[Coordinate annotation records]
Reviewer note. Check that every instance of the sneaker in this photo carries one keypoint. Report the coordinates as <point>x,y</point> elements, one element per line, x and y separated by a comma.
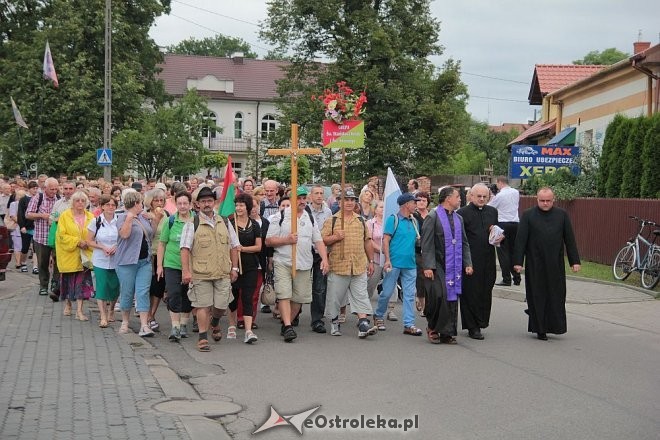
<point>289,334</point>
<point>146,332</point>
<point>250,337</point>
<point>366,329</point>
<point>319,327</point>
<point>335,328</point>
<point>175,334</point>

WRITTEN EXERCISE >> Convert the records above into a two-column CSV with the columns "request" and "points", one row per record, placing each record's text and its answer in their own quoted fields with any line breaks replaced by spaces. Leave the pictures out.

RESULT OF THE TASK >>
request,points
"Reviewer note. Check that every instance of the sneaker in this photo carries one keypoint. Report the coordinates as <point>x,y</point> elements, one element per line, x and y separated by a comma.","<point>289,334</point> <point>146,332</point> <point>250,337</point> <point>366,329</point> <point>319,327</point> <point>335,328</point> <point>175,334</point>"